Exercise:
Please extract and copy every line of the listing below that contains the string "tree". Case counts.

Recorded information:

--------

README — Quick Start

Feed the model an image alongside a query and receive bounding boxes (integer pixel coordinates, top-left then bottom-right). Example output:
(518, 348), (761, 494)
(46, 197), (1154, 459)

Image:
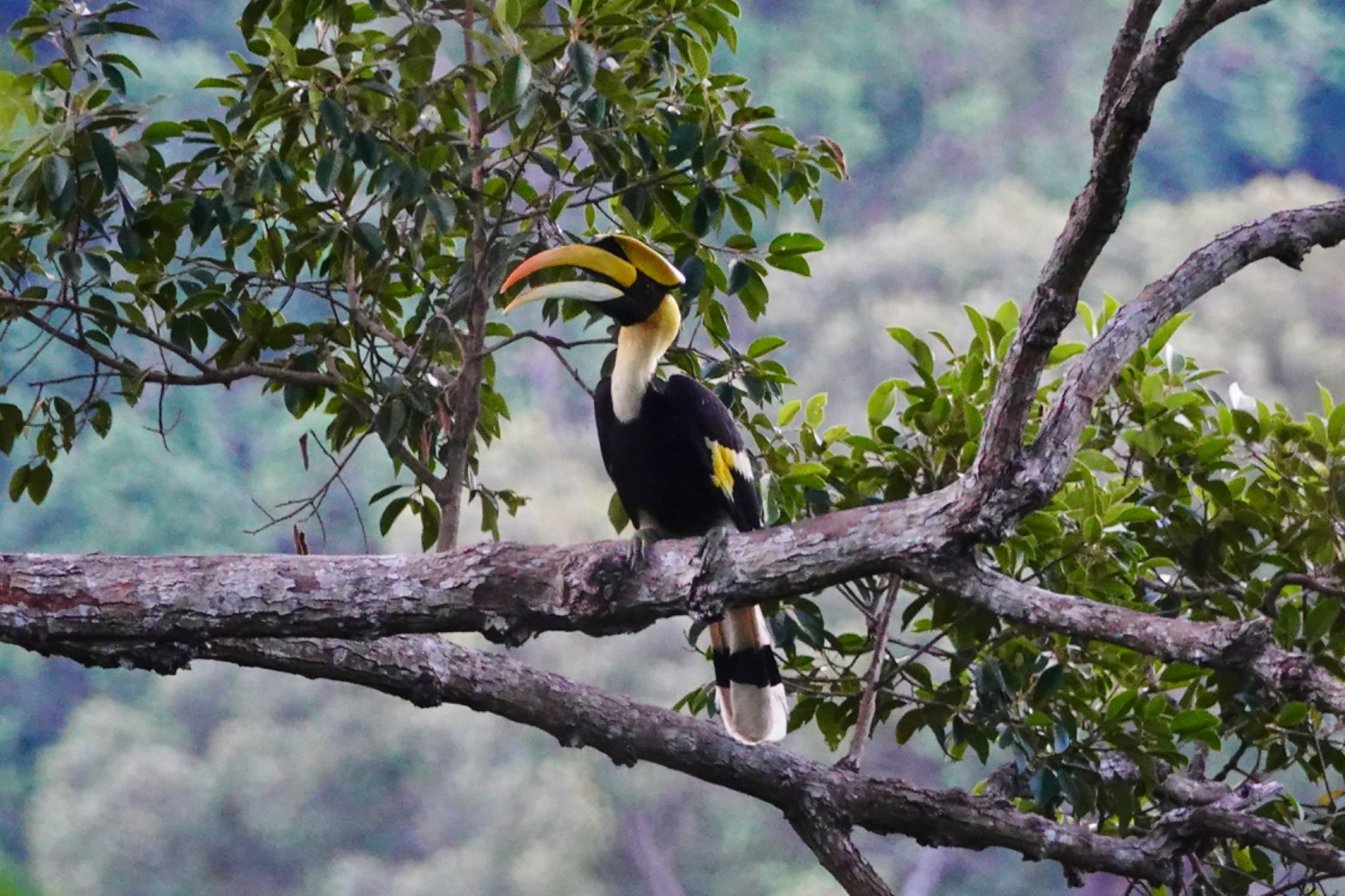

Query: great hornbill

(500, 235), (788, 743)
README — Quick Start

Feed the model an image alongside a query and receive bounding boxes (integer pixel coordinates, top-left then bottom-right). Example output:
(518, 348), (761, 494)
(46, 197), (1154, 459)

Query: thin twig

(837, 575), (901, 771)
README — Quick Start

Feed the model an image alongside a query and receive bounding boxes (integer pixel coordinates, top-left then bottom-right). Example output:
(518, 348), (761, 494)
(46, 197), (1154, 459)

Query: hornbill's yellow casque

(500, 235), (788, 743)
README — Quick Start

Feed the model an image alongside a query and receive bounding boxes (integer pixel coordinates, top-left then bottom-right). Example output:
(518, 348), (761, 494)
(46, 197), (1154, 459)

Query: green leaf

(89, 131), (117, 194)
(748, 336), (785, 357)
(1172, 710), (1218, 735)
(354, 221), (386, 262)
(317, 96), (349, 137)
(1028, 767), (1060, 809)
(1326, 404), (1345, 444)
(868, 379), (897, 430)
(500, 56), (529, 108)
(1304, 595), (1341, 641)
(1275, 700), (1308, 728)
(140, 121), (183, 146)
(1145, 312), (1190, 357)
(9, 466), (31, 501)
(378, 497), (410, 534)
(803, 393), (827, 429)
(768, 234), (826, 255)
(569, 40), (597, 95)
(607, 492), (631, 534)
(26, 463), (51, 503)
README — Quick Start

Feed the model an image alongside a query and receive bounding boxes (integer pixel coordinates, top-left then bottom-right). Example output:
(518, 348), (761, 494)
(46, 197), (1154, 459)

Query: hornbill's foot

(625, 528), (663, 572)
(688, 525), (737, 624)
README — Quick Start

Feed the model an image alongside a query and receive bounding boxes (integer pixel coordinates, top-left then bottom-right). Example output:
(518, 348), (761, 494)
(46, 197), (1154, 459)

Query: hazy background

(0, 0), (1345, 896)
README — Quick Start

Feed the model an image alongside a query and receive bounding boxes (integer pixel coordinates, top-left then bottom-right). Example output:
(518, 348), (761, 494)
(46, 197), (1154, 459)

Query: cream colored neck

(612, 295), (682, 423)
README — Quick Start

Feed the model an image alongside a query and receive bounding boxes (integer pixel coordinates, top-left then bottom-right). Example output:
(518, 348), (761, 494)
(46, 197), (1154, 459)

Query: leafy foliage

(0, 0), (839, 545)
(684, 297), (1345, 893)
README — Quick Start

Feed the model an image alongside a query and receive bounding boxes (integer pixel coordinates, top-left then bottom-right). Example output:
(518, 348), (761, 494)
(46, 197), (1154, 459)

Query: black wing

(663, 373), (761, 532)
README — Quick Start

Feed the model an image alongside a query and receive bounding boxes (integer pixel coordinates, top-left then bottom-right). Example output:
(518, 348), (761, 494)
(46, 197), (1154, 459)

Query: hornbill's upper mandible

(500, 235), (788, 743)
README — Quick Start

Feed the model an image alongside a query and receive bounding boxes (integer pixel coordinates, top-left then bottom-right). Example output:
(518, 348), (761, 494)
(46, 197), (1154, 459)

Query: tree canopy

(0, 0), (1345, 893)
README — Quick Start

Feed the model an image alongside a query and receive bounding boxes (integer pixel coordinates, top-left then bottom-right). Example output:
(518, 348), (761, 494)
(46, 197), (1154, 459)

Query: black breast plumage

(593, 375), (761, 538)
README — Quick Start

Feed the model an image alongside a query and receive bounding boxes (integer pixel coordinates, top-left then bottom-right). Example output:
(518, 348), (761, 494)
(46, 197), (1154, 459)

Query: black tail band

(714, 646), (780, 688)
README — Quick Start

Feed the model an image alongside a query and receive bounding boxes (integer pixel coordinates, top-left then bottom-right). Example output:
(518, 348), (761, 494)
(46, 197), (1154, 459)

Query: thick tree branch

(964, 200), (1345, 538)
(784, 803), (893, 896)
(974, 0), (1268, 510)
(39, 637), (1345, 893)
(1090, 0), (1162, 152)
(1018, 200), (1345, 509)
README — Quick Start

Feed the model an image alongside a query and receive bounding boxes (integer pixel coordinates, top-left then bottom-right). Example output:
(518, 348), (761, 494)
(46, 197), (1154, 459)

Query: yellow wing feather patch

(705, 439), (752, 501)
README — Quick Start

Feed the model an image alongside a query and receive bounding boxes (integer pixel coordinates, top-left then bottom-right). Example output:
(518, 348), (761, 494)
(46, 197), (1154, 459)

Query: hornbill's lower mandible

(500, 235), (788, 743)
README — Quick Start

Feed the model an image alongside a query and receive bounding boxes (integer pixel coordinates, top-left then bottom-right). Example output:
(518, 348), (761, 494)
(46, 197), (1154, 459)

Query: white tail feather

(711, 607), (789, 744)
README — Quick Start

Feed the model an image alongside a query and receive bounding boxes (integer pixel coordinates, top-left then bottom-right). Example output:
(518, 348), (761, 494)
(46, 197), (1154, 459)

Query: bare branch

(1090, 0), (1162, 150)
(39, 637), (1345, 893)
(785, 803), (893, 896)
(841, 576), (901, 770)
(1015, 200), (1345, 511)
(974, 0), (1267, 510)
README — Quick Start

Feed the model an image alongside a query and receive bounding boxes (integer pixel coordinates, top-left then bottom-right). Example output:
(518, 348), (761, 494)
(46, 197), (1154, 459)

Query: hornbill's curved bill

(500, 234), (788, 743)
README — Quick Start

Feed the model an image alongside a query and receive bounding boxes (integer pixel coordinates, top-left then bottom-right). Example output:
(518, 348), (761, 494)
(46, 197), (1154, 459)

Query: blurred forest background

(0, 0), (1345, 896)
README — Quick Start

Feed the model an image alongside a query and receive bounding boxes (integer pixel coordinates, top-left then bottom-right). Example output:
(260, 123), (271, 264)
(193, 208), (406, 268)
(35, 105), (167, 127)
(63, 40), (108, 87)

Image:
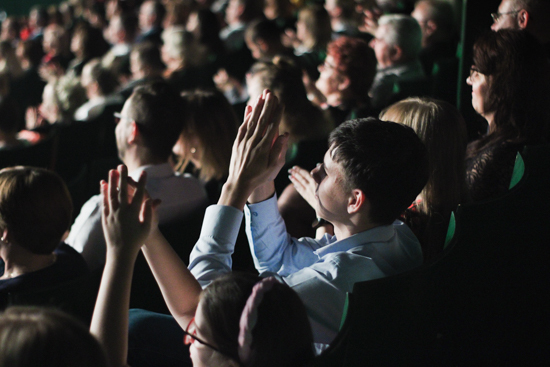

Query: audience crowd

(0, 0), (550, 367)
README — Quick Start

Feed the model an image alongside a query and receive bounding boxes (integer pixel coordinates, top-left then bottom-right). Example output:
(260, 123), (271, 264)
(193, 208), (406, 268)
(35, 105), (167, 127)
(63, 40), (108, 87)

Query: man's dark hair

(329, 117), (429, 225)
(120, 12), (138, 40)
(129, 82), (183, 160)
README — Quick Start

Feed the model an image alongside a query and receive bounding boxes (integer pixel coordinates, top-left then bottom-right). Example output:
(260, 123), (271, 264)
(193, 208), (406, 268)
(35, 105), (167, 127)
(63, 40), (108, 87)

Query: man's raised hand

(218, 90), (288, 210)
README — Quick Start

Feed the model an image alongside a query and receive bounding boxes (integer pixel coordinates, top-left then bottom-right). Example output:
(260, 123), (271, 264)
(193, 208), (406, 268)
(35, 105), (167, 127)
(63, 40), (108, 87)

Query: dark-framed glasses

(491, 10), (519, 23)
(183, 317), (225, 354)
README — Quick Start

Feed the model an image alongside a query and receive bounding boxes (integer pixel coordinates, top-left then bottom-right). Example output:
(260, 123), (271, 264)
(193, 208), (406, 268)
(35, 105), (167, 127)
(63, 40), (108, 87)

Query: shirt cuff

(201, 205), (243, 243)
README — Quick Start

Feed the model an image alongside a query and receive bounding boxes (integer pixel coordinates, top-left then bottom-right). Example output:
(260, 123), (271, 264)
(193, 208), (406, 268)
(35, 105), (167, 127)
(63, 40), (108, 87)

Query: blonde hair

(176, 90), (239, 181)
(298, 5), (332, 50)
(380, 98), (467, 257)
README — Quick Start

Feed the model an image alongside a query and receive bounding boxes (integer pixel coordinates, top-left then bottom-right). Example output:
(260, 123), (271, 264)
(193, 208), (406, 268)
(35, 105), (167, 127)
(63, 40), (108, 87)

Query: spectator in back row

(67, 82), (207, 271)
(369, 14), (425, 109)
(411, 0), (458, 75)
(136, 0), (166, 47)
(466, 29), (550, 201)
(74, 58), (124, 121)
(491, 0), (550, 57)
(0, 167), (88, 303)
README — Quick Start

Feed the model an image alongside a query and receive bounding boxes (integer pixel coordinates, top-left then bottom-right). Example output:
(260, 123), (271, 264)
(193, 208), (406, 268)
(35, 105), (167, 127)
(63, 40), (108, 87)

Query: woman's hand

(288, 166), (317, 211)
(101, 165), (153, 259)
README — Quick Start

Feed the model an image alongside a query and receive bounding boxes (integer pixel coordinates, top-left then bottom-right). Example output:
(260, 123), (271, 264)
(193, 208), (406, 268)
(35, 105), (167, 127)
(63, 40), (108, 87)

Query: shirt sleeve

(245, 196), (324, 276)
(188, 205), (243, 288)
(66, 195), (106, 271)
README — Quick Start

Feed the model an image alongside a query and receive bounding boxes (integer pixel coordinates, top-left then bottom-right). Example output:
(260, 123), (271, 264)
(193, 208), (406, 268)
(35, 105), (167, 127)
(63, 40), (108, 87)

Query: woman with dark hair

(466, 30), (550, 201)
(172, 90), (239, 203)
(0, 167), (88, 295)
(67, 21), (109, 76)
(0, 307), (108, 367)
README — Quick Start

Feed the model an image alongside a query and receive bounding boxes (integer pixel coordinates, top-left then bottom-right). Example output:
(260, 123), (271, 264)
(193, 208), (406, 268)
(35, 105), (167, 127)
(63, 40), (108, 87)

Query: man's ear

(390, 46), (403, 62)
(256, 38), (269, 52)
(517, 9), (530, 29)
(348, 189), (369, 214)
(424, 20), (437, 36)
(128, 121), (140, 144)
(338, 76), (350, 92)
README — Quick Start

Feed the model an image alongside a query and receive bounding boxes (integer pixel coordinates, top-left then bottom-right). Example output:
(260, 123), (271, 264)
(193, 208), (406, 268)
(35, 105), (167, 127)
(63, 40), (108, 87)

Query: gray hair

(378, 14), (422, 60)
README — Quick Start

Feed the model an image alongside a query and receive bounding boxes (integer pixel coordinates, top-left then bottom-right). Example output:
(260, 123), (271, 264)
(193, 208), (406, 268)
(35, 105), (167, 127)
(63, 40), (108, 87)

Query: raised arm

(218, 90), (288, 211)
(90, 166), (153, 367)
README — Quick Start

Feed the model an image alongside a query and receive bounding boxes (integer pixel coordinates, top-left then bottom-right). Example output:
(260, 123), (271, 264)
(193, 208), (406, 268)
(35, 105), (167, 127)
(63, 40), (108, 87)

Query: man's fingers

(131, 171), (147, 208)
(139, 199), (153, 231)
(246, 95), (265, 138)
(108, 169), (119, 213)
(99, 180), (109, 218)
(117, 164), (128, 206)
(269, 133), (289, 169)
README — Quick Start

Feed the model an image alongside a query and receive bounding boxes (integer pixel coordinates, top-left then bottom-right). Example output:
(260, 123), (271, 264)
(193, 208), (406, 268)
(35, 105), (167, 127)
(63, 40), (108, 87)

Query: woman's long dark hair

(468, 30), (550, 156)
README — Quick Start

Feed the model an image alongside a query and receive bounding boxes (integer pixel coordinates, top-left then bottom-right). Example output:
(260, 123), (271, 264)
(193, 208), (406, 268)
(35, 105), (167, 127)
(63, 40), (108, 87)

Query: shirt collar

(315, 223), (403, 257)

--------

Written response:
Query: tree canopy
Query: thick tree branch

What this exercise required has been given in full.